Task directions
Print the full listing exactly.

** start **

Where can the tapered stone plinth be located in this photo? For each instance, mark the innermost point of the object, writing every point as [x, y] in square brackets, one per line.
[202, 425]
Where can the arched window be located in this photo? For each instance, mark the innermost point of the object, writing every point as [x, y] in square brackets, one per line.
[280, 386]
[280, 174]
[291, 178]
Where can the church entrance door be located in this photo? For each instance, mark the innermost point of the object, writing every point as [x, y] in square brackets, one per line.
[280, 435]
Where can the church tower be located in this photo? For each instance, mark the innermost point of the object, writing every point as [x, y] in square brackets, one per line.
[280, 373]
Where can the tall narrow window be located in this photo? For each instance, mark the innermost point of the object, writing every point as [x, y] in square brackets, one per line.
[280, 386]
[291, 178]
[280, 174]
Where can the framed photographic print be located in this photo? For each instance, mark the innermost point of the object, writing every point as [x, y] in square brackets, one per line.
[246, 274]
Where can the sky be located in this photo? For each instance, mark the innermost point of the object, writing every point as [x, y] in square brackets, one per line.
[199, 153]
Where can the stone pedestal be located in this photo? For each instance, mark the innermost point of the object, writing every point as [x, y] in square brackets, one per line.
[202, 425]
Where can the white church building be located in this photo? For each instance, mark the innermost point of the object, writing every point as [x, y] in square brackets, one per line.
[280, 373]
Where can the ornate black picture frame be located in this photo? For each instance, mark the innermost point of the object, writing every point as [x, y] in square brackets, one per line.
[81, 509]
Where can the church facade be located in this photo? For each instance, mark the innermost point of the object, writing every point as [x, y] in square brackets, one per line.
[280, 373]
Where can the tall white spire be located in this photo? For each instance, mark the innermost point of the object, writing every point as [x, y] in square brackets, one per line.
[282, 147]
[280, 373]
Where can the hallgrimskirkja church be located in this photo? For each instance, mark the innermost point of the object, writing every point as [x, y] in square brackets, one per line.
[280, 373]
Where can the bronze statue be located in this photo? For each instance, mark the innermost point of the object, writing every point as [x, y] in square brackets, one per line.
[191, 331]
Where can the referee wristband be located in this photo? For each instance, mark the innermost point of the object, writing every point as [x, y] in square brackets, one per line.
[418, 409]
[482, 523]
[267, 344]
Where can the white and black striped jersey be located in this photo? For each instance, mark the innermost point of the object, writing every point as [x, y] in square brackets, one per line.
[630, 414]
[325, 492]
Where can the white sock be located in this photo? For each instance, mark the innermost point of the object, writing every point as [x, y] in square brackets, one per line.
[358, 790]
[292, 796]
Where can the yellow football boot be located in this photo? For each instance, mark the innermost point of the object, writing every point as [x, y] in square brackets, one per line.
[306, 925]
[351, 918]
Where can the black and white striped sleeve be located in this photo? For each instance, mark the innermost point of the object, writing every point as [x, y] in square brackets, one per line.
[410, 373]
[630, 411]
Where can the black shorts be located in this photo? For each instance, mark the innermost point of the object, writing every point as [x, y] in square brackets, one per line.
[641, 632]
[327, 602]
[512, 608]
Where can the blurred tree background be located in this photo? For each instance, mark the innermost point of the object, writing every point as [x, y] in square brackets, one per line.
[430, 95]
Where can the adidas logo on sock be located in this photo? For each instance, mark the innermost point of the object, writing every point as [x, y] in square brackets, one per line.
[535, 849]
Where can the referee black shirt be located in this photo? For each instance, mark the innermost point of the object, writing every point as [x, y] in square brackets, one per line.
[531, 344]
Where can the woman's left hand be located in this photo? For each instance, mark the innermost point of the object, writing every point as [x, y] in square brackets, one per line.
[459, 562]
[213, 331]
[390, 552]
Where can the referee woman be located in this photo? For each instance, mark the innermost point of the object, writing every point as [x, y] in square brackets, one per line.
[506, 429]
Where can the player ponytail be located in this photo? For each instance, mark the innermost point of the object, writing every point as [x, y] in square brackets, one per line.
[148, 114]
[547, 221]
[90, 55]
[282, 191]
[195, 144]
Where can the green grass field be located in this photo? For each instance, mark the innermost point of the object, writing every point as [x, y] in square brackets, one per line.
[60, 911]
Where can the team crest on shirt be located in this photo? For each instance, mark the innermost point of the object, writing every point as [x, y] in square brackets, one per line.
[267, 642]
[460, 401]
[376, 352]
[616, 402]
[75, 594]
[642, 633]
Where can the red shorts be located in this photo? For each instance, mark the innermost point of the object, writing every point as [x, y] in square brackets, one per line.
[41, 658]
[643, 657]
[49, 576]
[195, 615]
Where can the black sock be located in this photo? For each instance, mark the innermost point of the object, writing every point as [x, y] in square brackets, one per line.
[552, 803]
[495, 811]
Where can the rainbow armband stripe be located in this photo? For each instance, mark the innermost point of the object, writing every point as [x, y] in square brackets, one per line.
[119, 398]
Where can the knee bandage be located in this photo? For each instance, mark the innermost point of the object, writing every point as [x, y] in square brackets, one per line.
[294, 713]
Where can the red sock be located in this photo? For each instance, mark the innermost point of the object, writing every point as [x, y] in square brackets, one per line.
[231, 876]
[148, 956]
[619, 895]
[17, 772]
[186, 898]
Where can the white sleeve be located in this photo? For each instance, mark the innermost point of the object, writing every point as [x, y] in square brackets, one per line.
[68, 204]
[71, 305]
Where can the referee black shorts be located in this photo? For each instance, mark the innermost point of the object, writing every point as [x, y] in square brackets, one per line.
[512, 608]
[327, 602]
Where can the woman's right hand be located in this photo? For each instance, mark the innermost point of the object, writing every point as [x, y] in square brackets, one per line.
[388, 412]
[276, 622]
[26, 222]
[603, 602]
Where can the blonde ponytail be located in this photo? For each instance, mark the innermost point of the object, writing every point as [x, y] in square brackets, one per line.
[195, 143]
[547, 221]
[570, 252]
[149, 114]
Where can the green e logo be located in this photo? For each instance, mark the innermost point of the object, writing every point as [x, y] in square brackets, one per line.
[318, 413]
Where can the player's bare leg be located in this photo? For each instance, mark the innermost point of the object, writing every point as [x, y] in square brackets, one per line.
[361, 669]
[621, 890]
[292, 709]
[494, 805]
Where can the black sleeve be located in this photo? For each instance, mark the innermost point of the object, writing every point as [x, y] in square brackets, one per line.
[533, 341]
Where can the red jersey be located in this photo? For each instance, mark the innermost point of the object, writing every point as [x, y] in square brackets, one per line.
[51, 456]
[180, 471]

** end **

Solution to this exercise
Where can the tapered stone plinth be located in this photo? For each instance, mark the innermost point of the object, writing every point as [x, y] in square brackets, one per line.
[202, 425]
Where can the arched window be located in this photo? For each instance, mark the innermost point of the object, writing every point as [x, y] in square brackets, one per line.
[280, 386]
[280, 174]
[291, 178]
Where can the church entrance door be located in this photo? For each instance, mark the innermost point of the object, writing every point as [x, y] in square brackets, one per line.
[280, 435]
Where can the church tower be located in this photo? For each instance, mark the innermost point of the object, writing every point as [x, y] in square brackets, one per line.
[280, 373]
Where can the tall narrow window be located in this photo? For each instance, mark the innermost point of the object, writing every point as [x, y] in square brackets, one per line.
[280, 386]
[291, 178]
[280, 174]
Where can the framed photographic print be located in this photo? For each instance, mark the innermost point of the object, writing every point as [x, y] in square brackets, one per line.
[246, 274]
Where can the sky be located in this photo? For each instance, mark the innermost point of the object, writing every point as [x, y] in square brackets, one per line.
[199, 153]
Where can the stone pedestal be located in this photo? For each instance, mark the innermost point of the object, writing every point as [x, y] in square brackets, one per line.
[202, 425]
Where can the white church building be located in this photo? For each instance, mark the innermost point of the object, writing every point as [x, y] in square brackets, one per line.
[280, 373]
Where can the ornate black picture frame be located in this photo? For each instance, mark the innermost point of the object, writing every point as [x, y] in square brackets, one per line.
[81, 509]
Where can the church facade be located in this photo? For each instance, mark the innermost point of the object, writing every point as [x, y] in square brackets, one per line.
[280, 373]
Where can the tall white spire be located in this photo? For each instance, mark the innermost point of the object, writing every point as [x, y] in square brackets, one per line.
[282, 147]
[280, 373]
Where can the hallgrimskirkja church be located in this photo? For each instance, mark the innermost point of the object, writing every point as [x, y] in square brackets, one per line.
[280, 373]
Where can the bronze statue be located in this photo? For each instance, mark the innermost point of the object, writing every point as [x, y] in square brackets, one per line.
[191, 331]
Where can the referee wristband be located in this photo? For each instance, mark the innermost point of the object, writing every point as [x, y] in square brackets, one per line.
[418, 409]
[482, 523]
[267, 344]
Where can the white and black striped jersey be located in this photo? For each instance, mark the innermost point of the object, writing every point as [x, y] in square brackets, one per line.
[630, 414]
[325, 492]
Where can the white sock be located in this photo? For each instance, mark the innermost point of the object, writing every point as [x, y] in square brackets, one per line.
[358, 790]
[292, 796]
Where can the yellow football boot be located in this photo? For each instance, mark the innermost point of the object, writing every point as [x, y] in square brackets, one per line.
[306, 925]
[351, 918]
Where can the black and white striped sleeve be located in this photo? For each instance, mark the innermost point of the object, writing every point as [x, y] in square brackets, one per line.
[410, 373]
[630, 411]
Where can the black shorts be located in this photo? For each instance, mark the innermost point of the object, writing every point as [x, y] in square brackets, one per line.
[641, 632]
[327, 602]
[512, 608]
Where can the blurred tree background be located in this photo? For each instance, mark the innermost point of the object, writing every point as [x, y] in square brackets, one per line.
[430, 95]
Where can the adidas logo on sock be located in this photo? For each instance, mark the innermost point of the object, writing every point as [x, y] in square brackets, one per line.
[535, 849]
Where can the referee black shirt be located in this photo? For each instance, mark the innermost point of the object, writing every point as [x, y] in square brackets, one per line.
[531, 344]
Where can the woman's left hand be located in this photo? For each instance, mark the innermost point of the object, writing every point as [x, y] in square brackets, one per line.
[459, 562]
[213, 331]
[390, 552]
Where can the referee woman be located in this photo? For each instance, mark the innermost point of the object, writing every point as [x, y] in square brackets, one per line.
[506, 429]
Where can the player ponytail be located in this photo? For each instance, mark the innermost point of the object, writing every point as [x, y] in square brackets, one per line.
[148, 114]
[547, 221]
[90, 55]
[282, 191]
[195, 144]
Where can the green grass field be located in this photo? For each instance, mark the innermost point of the object, writing every point as [x, y] in square brackets, one per line.
[60, 911]
Where can the team crest on shirt be located in this photo? For each instance, mark the innermost point of the object, writing every point as [x, y] in square brackets, one per line.
[267, 642]
[460, 401]
[376, 352]
[616, 402]
[75, 594]
[642, 633]
Where can the red shorts be located in this photo? For each instance, mark the innermost point of the object, writing every point as [x, y] in square brackets, one per line.
[41, 658]
[643, 657]
[49, 576]
[195, 615]
Where can the black sock be located in this photo? For each instance, mark the innermost point of the object, writing every point as [x, y] in square brackets, one per line.
[552, 803]
[495, 811]
Where can the rainbow armband stripe be located in this photo? For each instance, mark the innermost point of the object, writing every point as [x, y] in square brackets, one per line.
[119, 398]
Where can the knee bandage be located in this photo? For each instance, mark the innermost point of the object, writing every point as [x, y] in square brackets, one per line.
[294, 713]
Where can the red sock be located in this photo? For each instance, mark the innermost point of the object, writing every point as [x, y] in square brackets, one per line.
[231, 876]
[148, 956]
[619, 895]
[17, 772]
[186, 898]
Where can the white sleeve be located in this photo? For each instance, mark the innermost point of the object, writing every point as [x, y] in square brackets, one per line.
[68, 204]
[71, 305]
Where can the referee black shorts be located in this photo? For each instance, mark the innermost point of the object, writing every point as [x, y] in square brackets, one per line.
[512, 608]
[327, 602]
Where can the woman's right hand be located in this photo? For each instance, mark the innermost point of the object, writing every point as [x, y] in square brackets, one per line.
[388, 412]
[276, 622]
[26, 222]
[603, 602]
Where can the blonde ponytail be located in this photo? For each instance, mark the innermost point of the object, writing every point as [x, y] in square brackets, one per line.
[195, 143]
[547, 221]
[570, 252]
[149, 114]
Where can the green e logo be located in this photo? For each instance, mark the innermost point of the object, writing every point as [x, y] in square brackets, one per line.
[318, 413]
Where can the player's bare leg be located in this photo? For each instance, mark the innermost point of the object, writing every point as [x, y] in square brackets, one per line.
[361, 669]
[621, 890]
[292, 709]
[494, 805]
Where can the black sleeve be located in this photo? For each instance, mark the innermost point of the object, writing every point as [x, y] in square brackets, one per line.
[533, 341]
Where can the red jersey be located in this photo? For each instance, mark the innermost point of the object, writing every point as [x, y] in square brackets, one per line.
[51, 456]
[180, 471]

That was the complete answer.